▶ DESCRIPTION OF THE TASK:
Determine how many lines of the listing below contain the string "crowd". Reply with that number only.

━━━━━━━━

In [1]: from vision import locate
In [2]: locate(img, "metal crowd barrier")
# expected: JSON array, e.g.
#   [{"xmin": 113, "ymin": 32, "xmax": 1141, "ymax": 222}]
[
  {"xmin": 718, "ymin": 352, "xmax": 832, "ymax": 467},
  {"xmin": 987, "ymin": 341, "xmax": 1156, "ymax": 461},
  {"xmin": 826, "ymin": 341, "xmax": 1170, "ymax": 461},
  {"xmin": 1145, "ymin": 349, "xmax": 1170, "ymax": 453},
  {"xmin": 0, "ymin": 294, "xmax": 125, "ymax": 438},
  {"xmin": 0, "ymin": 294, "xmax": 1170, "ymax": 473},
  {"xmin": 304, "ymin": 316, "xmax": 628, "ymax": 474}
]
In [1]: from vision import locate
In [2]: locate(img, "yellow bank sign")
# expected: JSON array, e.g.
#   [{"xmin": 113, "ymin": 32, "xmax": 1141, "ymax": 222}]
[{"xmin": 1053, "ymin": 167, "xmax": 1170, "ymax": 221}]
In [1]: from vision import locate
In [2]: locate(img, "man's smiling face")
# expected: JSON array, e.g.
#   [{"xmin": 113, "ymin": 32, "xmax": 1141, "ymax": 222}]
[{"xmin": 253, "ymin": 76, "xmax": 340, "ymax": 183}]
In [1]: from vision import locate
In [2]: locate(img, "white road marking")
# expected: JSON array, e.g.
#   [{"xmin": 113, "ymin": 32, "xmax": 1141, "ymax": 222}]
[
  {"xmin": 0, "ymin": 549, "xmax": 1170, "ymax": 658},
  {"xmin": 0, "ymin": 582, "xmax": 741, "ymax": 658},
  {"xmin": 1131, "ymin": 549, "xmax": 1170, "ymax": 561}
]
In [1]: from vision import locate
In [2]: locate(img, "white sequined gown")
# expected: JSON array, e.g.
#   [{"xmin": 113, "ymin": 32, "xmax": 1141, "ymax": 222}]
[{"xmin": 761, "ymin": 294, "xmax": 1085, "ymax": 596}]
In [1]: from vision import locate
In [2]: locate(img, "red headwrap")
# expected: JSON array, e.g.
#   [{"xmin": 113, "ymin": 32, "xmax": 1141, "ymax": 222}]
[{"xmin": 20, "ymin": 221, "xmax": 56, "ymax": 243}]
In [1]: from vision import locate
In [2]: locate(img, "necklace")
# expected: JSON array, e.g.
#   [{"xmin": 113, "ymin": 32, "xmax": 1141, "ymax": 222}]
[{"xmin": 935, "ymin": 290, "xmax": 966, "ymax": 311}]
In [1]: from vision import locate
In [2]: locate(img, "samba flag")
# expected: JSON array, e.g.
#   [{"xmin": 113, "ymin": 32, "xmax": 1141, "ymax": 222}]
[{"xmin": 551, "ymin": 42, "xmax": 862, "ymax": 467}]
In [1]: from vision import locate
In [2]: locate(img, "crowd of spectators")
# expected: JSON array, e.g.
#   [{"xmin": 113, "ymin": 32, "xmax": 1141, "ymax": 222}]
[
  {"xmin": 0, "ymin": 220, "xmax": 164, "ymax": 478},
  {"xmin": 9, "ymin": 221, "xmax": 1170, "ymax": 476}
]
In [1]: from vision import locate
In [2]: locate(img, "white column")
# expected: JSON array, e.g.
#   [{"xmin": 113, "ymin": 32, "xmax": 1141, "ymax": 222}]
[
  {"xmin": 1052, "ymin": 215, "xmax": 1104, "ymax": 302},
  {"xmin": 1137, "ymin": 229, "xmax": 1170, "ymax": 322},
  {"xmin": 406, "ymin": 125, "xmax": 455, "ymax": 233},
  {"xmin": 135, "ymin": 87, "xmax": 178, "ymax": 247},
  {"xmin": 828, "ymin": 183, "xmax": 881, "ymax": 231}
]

━━━━━━━━

▶ SOLUTION TO THIS TASK:
2